===== EXERCISE MATERIAL
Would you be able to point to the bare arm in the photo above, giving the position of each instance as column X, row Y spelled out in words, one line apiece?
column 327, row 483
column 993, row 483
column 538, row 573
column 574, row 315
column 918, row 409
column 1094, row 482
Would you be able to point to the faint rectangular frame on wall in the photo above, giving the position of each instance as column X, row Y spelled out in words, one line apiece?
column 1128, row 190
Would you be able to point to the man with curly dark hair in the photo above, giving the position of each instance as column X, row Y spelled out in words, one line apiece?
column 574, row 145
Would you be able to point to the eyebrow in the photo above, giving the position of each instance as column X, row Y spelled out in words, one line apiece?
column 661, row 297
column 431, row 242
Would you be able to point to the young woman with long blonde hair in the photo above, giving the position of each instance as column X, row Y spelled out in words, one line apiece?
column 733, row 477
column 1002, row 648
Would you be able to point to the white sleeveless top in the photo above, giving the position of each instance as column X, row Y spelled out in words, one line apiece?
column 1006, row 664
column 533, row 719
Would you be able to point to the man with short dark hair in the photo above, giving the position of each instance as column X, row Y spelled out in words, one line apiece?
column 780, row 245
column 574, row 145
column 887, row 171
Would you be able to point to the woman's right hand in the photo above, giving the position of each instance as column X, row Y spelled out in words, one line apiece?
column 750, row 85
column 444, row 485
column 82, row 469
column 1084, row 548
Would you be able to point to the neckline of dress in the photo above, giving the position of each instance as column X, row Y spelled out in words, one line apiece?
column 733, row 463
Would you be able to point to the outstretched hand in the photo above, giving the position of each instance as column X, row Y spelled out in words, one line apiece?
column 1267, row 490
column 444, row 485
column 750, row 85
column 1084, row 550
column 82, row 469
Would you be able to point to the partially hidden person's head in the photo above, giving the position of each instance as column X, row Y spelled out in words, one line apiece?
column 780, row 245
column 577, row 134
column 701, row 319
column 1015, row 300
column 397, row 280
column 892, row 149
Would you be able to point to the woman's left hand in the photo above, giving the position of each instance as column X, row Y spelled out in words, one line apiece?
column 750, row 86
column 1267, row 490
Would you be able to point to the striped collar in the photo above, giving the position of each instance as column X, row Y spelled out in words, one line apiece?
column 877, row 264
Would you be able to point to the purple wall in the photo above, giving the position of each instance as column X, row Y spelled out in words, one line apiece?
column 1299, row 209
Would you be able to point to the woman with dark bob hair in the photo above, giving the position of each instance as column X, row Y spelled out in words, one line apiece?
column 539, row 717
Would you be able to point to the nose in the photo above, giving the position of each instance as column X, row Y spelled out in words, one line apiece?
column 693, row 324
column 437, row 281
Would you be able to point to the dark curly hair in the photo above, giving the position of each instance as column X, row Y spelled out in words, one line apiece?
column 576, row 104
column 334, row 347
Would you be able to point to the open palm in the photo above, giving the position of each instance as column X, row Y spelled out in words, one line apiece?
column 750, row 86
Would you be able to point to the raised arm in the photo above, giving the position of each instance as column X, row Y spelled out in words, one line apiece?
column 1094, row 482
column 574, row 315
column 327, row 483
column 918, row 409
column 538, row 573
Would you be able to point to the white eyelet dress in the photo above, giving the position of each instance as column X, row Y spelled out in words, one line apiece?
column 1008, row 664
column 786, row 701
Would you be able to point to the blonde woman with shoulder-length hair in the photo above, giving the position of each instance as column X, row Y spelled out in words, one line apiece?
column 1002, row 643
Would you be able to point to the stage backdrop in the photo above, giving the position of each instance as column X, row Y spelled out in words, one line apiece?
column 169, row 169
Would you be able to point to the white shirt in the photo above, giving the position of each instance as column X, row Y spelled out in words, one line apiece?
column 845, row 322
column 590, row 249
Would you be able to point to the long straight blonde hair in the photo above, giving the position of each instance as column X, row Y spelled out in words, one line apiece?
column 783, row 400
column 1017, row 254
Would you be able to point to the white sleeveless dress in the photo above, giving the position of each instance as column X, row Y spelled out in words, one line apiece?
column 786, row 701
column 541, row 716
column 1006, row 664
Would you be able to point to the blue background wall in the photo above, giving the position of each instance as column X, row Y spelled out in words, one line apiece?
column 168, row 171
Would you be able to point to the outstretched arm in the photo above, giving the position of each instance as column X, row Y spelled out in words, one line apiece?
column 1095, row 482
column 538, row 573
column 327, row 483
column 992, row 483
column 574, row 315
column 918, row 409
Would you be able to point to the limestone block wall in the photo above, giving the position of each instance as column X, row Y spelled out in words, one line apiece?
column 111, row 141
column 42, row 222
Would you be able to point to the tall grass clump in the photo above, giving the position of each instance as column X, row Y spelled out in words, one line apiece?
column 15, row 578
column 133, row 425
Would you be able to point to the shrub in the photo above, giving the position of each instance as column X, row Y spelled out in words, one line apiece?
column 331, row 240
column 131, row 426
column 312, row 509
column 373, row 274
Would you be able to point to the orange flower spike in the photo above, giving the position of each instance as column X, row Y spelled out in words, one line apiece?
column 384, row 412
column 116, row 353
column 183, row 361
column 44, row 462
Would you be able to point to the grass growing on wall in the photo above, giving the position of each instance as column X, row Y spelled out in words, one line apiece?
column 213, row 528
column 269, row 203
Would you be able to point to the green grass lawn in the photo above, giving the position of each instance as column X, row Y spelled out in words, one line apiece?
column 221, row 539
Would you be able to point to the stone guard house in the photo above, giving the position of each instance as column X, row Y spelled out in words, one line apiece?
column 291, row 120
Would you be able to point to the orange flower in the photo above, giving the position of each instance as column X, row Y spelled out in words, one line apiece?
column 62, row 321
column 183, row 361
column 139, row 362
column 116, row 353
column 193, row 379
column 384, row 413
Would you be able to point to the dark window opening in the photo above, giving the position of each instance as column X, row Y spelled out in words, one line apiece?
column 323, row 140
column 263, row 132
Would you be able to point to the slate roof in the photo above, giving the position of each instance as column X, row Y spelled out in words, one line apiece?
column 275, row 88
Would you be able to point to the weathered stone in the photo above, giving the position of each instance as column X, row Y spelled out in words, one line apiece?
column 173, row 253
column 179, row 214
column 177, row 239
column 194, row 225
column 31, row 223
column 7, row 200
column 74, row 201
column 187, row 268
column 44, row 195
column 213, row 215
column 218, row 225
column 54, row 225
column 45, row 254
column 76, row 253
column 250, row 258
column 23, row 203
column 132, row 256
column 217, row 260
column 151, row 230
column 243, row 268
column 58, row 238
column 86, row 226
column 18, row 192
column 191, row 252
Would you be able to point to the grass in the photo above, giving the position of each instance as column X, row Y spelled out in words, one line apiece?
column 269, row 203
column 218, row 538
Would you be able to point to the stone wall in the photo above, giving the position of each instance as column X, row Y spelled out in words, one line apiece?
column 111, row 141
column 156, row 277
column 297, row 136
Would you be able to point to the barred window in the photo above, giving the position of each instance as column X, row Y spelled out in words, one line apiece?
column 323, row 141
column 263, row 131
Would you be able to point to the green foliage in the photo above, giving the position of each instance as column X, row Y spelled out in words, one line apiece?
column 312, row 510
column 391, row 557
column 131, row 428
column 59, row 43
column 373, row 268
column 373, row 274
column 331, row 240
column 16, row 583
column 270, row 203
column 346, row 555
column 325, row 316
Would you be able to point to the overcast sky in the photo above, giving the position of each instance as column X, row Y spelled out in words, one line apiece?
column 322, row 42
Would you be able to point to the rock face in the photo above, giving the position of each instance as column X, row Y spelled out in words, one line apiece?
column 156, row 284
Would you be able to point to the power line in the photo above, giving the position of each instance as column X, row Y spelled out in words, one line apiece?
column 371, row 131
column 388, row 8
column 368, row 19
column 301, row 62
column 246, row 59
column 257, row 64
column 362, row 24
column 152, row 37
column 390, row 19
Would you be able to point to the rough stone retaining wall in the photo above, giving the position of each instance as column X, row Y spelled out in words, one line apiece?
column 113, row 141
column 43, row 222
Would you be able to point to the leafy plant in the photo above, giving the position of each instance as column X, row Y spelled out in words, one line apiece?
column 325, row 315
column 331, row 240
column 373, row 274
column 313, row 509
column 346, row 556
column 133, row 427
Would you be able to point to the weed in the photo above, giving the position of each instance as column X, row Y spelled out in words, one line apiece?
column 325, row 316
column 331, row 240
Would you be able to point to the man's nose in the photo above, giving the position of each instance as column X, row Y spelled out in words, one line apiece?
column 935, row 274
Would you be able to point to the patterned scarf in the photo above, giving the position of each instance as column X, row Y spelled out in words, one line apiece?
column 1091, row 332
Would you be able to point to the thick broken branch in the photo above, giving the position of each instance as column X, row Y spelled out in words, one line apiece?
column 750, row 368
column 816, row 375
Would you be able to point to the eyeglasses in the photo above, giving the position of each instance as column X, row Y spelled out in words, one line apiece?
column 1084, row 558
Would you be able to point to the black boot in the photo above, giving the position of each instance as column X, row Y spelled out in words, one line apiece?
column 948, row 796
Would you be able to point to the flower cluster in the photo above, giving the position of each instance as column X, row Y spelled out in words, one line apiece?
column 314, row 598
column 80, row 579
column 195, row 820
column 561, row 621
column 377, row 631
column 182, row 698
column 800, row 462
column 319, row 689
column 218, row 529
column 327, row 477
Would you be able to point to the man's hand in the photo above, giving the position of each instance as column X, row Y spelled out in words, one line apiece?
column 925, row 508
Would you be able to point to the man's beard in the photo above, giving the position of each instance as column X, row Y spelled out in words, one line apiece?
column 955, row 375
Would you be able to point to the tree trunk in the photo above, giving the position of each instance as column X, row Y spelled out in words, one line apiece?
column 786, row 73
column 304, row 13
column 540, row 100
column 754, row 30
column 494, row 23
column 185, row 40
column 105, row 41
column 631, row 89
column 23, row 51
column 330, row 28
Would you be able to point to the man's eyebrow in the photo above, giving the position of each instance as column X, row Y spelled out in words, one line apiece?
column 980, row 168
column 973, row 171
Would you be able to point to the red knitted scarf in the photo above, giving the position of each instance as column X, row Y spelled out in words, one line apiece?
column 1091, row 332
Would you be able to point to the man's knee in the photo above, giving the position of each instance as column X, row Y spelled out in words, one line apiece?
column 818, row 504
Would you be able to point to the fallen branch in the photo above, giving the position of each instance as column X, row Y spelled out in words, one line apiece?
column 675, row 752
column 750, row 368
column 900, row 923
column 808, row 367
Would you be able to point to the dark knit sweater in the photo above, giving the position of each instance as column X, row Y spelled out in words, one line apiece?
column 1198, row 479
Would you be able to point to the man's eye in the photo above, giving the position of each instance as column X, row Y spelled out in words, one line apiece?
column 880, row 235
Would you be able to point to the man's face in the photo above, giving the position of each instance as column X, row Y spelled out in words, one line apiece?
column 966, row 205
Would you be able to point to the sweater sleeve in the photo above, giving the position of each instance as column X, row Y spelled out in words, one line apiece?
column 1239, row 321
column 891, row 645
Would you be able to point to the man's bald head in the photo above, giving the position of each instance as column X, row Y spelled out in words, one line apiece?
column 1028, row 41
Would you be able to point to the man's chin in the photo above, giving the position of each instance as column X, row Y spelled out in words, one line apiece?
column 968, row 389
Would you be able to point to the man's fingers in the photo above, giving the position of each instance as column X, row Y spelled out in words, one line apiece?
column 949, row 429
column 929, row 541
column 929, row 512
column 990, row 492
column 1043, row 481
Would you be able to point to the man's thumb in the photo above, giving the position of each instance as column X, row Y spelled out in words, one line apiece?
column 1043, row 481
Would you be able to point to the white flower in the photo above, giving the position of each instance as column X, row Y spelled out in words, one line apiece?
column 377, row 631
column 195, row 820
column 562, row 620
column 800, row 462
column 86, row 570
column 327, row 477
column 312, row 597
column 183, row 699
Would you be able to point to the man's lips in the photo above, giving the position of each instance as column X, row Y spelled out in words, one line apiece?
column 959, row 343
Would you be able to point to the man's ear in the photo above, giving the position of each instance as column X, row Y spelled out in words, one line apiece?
==========
- _YOUR INSTRUCTIONS_
Transcribe word for word the lines from the one holding "Would you be able to point to the man's chin" to the last line of the listing above, inclusive.

- _SOLVED EXERCISE_
Would you be able to point to the man's chin in the photo above, giving the position of each instance as column X, row Y spelled out in words, one line apiece?
column 968, row 389
Would you be able to point to the man's fingers in the photo above, giving the position of each instance as column X, row Y spelled out in words, one line apiece?
column 949, row 429
column 929, row 541
column 929, row 512
column 990, row 492
column 1043, row 481
Would you be able to point to the man's thumb in the photo above, giving the position of each instance as column X, row Y spelled out in words, one line apiece?
column 1043, row 481
Would you be able to point to the white flower in the photo above, giving the position of each instance as column X, row Y spelled out in words, one line apiece?
column 377, row 631
column 195, row 820
column 562, row 620
column 800, row 462
column 86, row 570
column 327, row 477
column 312, row 597
column 183, row 699
Would you be able to point to the man's lips in the photo above, giving the position of each instance as column X, row Y spelled out in words, one line apiece?
column 959, row 343
Would you be able to point to the man's ear in the photo above, giving the position of each instance as column X, row Y spelled out in words, one line apiece?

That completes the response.